> **Text**
——

# Send a Text Message from Email



## wenpeek (Oct 14, 2004)

*If you ever want to send someone a text message on their cell phone from your email, here's a free site that really works.

In the To: box of your email enter the 10 digit phone number followed by @teleflip.com. For example: [email protected]

I'm not sure how long of a text message you can send but it does work. Be sure and remove any signatures you may have attached to your email before sending your text message. For some reason when you leave your signature attached, that's the only text they receive is your signature and not the actual text message. Just stick with your basic plain text message and it works great! :up: *


----------



## JohnWill (Oct 19, 2002)

Nice idea, thanks!


----------



## HandleX (Mar 18, 2006)

veyr nice link


----------



## StumpedTechy (Jul 7, 2004)

Most support that already by typing in [email protected] server but I have to admit this is great that you don't have to know the carriers server though.... much more universal.


----------



## wenpeek (Oct 14, 2004)

*WOW! Thanks for the kudos guys! I finally feel like I actually contributed something useful for a change. That's a nice little lift to the ol' self esteem!!  *


----------



## toober (Apr 12, 2007)

I'm wary of putting phone numbers or email through a third party. "Free" often means someone's collecting data for marketing. I looked on the site and found a privacy policy pertaining to their newest version of the service. Here's a couple excerpts:

_Teleflip may sell, for its own account, or otherwise release, your personal information to related third parties (such as our partners, bankers and advertisers) in order for them to notify you of products and/or services that may be of interest to you, or for any other lawful purpose;

Teleflip may use your personal information to advise you of new or additional services offered by Teleflip and/or its Affiliates; provided that all such correspondence shall alert Users of Opt-Out procedures in order to stop receiving such correspondence._

You may be safe with the version described in this forum, but I'd rather avoid the third party and use the wireless carrier's domain address.


----------



## JohnWill (Oct 19, 2002)

Thanks for the look at the terms of service, that is a bit ugly! There really isn't any such thing as a free lunch!


----------



## IceCoveR (Apr 9, 2007)

——

> **Items**
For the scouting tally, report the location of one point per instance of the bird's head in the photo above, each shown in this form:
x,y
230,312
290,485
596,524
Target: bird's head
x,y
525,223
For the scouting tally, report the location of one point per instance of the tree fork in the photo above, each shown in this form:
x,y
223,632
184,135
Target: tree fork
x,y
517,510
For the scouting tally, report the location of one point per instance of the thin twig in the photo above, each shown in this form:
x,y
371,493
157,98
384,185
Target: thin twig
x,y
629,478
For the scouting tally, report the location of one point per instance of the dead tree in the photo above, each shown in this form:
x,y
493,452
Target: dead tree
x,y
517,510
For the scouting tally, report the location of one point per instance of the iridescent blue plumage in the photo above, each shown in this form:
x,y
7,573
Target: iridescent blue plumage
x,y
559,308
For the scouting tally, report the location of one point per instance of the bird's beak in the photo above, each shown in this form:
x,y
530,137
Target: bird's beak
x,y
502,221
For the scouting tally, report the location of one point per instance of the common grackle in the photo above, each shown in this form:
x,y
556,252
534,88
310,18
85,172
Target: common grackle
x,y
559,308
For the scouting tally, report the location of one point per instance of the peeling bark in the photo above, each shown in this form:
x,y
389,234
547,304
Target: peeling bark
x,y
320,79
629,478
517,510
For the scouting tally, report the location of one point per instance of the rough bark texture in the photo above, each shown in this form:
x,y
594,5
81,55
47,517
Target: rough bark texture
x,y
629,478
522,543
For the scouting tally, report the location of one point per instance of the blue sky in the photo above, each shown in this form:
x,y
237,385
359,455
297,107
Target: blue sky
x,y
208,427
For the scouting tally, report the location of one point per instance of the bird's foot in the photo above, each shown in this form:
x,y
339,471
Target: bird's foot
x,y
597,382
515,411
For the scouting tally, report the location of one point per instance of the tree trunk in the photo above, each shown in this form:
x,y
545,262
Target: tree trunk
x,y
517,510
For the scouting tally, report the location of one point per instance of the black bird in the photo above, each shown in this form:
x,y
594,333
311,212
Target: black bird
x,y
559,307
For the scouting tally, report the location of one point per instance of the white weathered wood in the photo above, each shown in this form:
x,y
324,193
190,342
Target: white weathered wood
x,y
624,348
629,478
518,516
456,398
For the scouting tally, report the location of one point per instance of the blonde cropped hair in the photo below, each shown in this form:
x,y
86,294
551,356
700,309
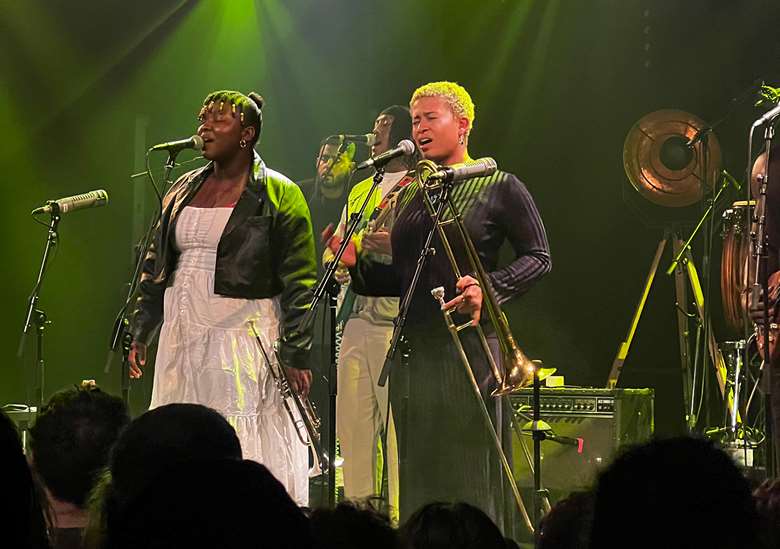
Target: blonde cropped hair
x,y
453,93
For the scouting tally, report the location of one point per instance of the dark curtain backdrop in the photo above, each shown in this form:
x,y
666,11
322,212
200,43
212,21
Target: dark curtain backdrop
x,y
88,86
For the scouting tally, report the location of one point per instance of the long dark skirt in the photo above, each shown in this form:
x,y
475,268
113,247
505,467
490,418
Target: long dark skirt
x,y
445,450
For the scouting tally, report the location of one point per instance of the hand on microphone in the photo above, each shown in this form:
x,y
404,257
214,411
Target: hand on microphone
x,y
469,302
136,359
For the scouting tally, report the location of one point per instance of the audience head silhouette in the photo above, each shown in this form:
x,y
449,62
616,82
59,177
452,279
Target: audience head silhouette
x,y
680,492
230,504
22,522
72,437
451,526
352,526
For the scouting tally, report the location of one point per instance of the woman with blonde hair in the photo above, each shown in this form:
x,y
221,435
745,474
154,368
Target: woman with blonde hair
x,y
445,452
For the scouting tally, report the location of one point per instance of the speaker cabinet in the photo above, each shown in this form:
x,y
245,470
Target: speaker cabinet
x,y
605,419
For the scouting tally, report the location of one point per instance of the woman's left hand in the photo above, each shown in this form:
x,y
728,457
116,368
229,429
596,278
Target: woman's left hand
x,y
300,380
469,302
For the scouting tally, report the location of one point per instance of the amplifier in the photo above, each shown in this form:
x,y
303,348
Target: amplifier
x,y
605,419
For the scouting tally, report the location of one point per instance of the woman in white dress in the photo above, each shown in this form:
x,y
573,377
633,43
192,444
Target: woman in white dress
x,y
234,249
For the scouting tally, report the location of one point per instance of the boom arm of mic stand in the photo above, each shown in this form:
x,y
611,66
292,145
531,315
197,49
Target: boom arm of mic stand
x,y
403,309
685,247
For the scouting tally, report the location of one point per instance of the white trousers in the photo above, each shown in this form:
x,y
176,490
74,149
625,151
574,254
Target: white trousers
x,y
362,408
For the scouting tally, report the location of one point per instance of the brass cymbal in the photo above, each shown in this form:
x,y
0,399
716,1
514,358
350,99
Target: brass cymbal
x,y
660,165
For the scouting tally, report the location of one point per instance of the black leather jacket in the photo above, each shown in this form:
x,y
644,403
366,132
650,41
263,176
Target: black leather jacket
x,y
266,249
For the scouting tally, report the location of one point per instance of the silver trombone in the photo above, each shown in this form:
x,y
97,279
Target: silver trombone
x,y
519,369
306,421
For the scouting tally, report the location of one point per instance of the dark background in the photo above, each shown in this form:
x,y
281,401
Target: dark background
x,y
88,86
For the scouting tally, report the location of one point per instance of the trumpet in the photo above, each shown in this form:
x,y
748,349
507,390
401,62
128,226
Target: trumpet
x,y
435,185
306,421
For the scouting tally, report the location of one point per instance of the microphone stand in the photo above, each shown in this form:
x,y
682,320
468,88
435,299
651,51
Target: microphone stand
x,y
329,285
760,287
406,301
121,334
35,315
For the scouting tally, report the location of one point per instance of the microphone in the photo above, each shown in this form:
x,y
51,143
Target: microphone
x,y
194,142
768,116
477,168
92,199
404,148
367,139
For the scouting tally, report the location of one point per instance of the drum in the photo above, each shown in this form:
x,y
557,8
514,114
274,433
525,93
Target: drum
x,y
736,268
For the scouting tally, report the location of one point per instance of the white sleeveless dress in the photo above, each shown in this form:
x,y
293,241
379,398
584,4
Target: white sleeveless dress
x,y
208,355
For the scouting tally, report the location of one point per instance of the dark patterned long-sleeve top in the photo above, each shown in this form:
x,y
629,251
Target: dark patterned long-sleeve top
x,y
495,210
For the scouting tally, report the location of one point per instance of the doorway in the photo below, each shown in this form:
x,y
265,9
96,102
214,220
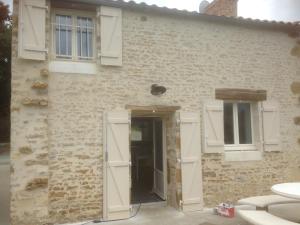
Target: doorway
x,y
147,148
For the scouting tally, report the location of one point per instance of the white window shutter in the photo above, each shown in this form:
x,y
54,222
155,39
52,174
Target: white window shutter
x,y
117,166
271,126
32,29
111,36
190,149
213,127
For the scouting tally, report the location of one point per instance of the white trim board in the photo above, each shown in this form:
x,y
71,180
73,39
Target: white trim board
x,y
243,156
73,67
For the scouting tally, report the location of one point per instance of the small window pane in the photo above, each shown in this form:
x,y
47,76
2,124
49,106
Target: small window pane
x,y
244,118
63,35
228,123
84,37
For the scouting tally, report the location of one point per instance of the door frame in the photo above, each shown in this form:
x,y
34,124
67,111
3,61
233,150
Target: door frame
x,y
164,154
104,155
105,161
164,132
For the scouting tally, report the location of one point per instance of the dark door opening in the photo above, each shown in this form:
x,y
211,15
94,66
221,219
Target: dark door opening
x,y
147,160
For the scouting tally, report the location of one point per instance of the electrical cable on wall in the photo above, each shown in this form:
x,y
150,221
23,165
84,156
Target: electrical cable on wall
x,y
103,221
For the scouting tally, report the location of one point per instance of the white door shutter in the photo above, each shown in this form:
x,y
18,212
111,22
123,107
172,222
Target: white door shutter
x,y
117,166
213,127
191,169
111,36
32,32
271,126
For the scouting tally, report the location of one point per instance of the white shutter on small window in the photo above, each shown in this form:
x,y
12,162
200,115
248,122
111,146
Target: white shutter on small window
x,y
271,126
111,36
213,127
32,29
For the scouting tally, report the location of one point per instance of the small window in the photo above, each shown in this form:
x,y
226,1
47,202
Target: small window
x,y
84,37
238,125
73,37
63,36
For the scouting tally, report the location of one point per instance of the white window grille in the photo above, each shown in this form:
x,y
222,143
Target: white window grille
x,y
73,37
238,128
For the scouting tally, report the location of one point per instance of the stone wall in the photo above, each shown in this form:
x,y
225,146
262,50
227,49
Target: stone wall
x,y
57,147
222,8
29,137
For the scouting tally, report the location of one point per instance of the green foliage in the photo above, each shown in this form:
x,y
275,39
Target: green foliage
x,y
5,54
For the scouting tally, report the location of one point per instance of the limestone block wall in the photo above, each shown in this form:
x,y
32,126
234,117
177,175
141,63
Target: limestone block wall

——

> **Written problem 1**
Revise the thread on texting from email between "Teleflip may use" and "a free lunch!", inclusive, so that "domain address" reads "email gateway".
> **Written problem 2**
In the thread on texting from email, what should be removed from the email before the text message is sent?

> **Full answer 1**
Teleflip may use your personal information to advise you of new or additional services offered by Teleflip and/or its Affiliates; provided that all such correspondence shall alert Users of Opt-Out procedures in order to stop receiving such correspondence._

You may be safe with the version described in this forum, but I'd rather avoid the third party and use the wireless carrier's email gateway.


----------



## JohnWill (Oct 19, 2002)

Thanks for the look at the terms of service, that is a bit ugly! There really isn't any such thing as a free lunch!

> **Full answer 2**
Any signatures attached to the email.